Text shown:
Senile plaques and fibrillary tau inclusions are neuropathological hallmarks of Alzheimer's disease (AD) [1]. As represented by the “amyloid cascade” hypothesis [2], one of the most accepted models of the pathogenesis of AD, it has been considered by many that amyloid-β (Aβ) plays key roles in disease initiation and progression and that it would be a promising target for therapy and imaging. In fact, Aβ imaging by positron emission tomography (PET) has brought about major developments in dementia research and clinical trials. Aβ imaging enables us to make accurate differential diagnosis [3], [4], predict disease progression [5], build a better understanding of the pathogenesis [6], [7], [8], [9], and evaluate therapeutic efficacies in clinical trials [10], [11]. It remains unclear, however, whether Aβ pathology itself shows neurotoxicity in vivo and influences clinical features. Only a few studies have indicated significant associations between Aβ burden and clinical features in AD [12], [13], [14]. Furthermore, recent neuroimaging and neuropathological studies have revealed that some cognitively healthy elderly have abundant neocortical Aβ [15], [16], [17], [18].

Tau pathology sometimes occurs concurrently (e.g., AD) with, and sometimes independently (e.g., non-AD tauopathies such as progressive supranuclear palsy, corticobasal degeneration, and primary age-related tauopathy (PART)) of Aβ [19], [20]. Accumulating evidence has suggested that tau pathology has a close relation with neurodegeneration equal to or rather than Aβ pathology [21], [22], [23]. To assess the effect of tau pathology on neurodegeneration, previous studies had to use animal models, estimate from cerebrospinal fluid (CSF), or wait for postmortem autopsy. These approaches, however, have several limitations. In other words, specific differences, lack of information on location, and temporal interval between autopsy and clinical evaluation make it difficult to evaluate the effect of tau pathology on the human brain environment.

There has been a conspicuous progress in the development of PET agents for tau pathology, as exemplified by [18F]AV-1451 (also known as [18F]T807), [18F]THK-5117, and [18F]THK-5351 [24], [25], [26], along with our tau-binding ligand, [11C]pyridinyl-butadienyl-benzothiazole 3 ([11C]PBB3) [27]. Previous studies showed that tau PET imaging using these ligands were able to detect tau pathologies with high sensitivity and specificity even at an early stage and that those signals could reflect the disease severity [24], [25], [27]. In our present study, we could evaluate tau pathology as well as Aβ with PET imaging quantitatively with spatial information in vivo, together with clinical evaluation.

About this task:
List every PET agent for tau pathology named in the Alzheimer's disease imaging text, giving any other name the text provides for it.

Data entries:
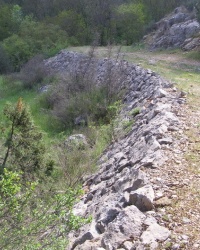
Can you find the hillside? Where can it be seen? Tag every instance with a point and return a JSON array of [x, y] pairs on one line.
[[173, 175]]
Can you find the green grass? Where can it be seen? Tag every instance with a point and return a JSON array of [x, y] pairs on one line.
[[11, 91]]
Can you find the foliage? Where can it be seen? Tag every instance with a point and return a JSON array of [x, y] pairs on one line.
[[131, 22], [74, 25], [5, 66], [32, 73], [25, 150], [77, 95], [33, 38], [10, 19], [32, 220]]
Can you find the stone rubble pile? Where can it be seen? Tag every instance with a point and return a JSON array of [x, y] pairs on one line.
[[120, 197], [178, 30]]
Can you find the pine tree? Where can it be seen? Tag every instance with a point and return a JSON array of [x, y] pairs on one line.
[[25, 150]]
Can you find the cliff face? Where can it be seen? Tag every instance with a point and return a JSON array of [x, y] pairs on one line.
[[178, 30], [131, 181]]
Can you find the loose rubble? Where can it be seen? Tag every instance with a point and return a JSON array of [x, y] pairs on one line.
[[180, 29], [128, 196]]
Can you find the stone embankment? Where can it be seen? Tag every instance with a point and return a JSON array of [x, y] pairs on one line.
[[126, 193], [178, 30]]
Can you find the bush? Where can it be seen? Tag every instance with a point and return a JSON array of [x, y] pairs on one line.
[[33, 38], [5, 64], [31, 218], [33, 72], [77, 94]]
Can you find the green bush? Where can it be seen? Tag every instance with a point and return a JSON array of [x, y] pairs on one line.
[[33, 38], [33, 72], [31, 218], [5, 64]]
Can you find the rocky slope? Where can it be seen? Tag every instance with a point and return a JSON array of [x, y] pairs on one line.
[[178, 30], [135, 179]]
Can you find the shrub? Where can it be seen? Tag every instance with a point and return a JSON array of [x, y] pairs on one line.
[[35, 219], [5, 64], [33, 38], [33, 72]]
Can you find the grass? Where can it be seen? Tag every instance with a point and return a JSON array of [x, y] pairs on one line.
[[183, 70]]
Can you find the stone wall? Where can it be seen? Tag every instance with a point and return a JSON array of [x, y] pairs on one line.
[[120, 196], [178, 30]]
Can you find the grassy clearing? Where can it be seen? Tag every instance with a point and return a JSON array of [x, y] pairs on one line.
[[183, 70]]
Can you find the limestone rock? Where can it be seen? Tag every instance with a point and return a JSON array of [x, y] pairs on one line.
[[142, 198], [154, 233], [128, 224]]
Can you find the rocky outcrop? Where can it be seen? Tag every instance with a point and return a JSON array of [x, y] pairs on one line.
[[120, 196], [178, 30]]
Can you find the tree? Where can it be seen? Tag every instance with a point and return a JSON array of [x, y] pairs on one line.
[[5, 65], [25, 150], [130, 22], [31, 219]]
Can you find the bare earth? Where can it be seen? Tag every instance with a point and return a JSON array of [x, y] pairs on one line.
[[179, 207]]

---

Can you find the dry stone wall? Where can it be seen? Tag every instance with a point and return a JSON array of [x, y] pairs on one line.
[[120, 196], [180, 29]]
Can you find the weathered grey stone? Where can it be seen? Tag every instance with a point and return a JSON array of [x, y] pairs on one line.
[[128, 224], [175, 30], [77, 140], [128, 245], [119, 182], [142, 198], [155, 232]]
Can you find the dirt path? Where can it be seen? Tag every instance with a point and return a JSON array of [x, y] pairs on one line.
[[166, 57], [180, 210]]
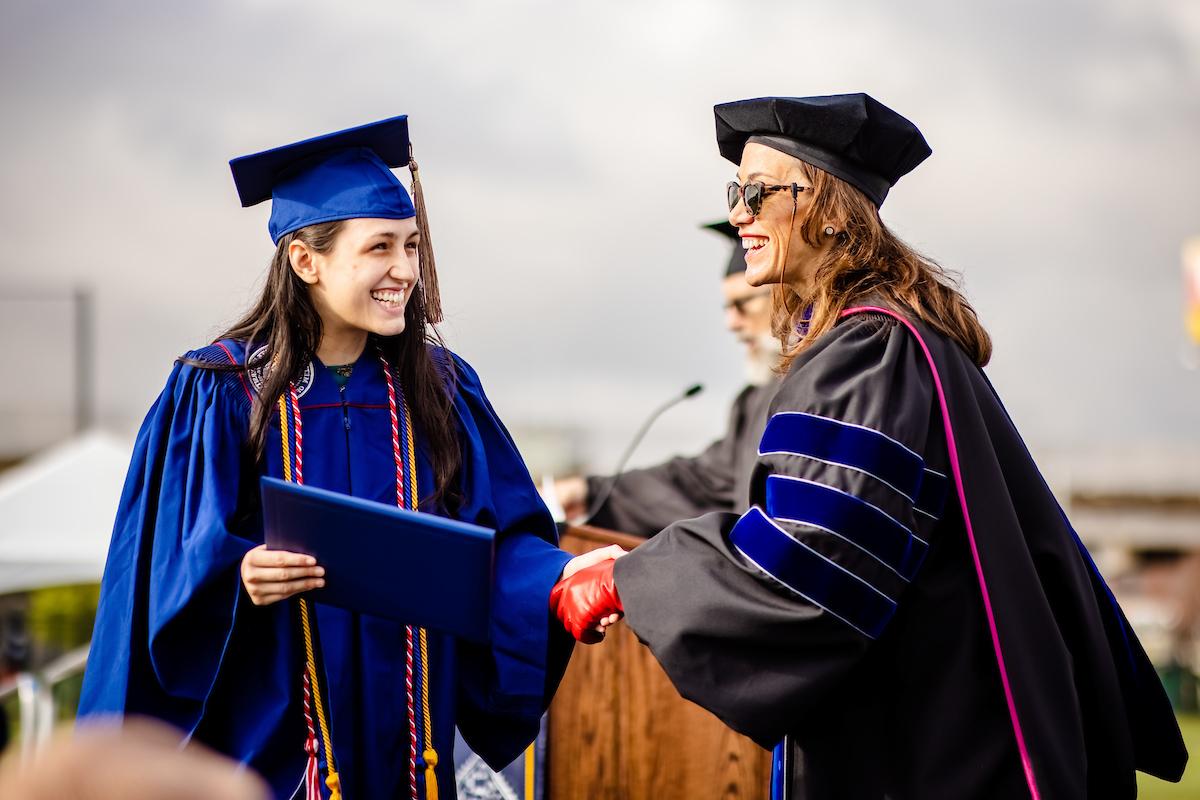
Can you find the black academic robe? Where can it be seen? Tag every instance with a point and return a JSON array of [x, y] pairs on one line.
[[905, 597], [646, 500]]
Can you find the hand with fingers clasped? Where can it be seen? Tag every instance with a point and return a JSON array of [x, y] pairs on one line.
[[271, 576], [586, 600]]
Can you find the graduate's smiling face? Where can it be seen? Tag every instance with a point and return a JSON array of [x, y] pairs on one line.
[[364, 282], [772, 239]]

Exercise solution:
- [18F]AV-1451 (also known as [18F]T807)
- [18F]THK-5117
- [18F]THK-5351
- [11C]pyridinyl-butadienyl-benzothiazole 3 ([11C]PBB3)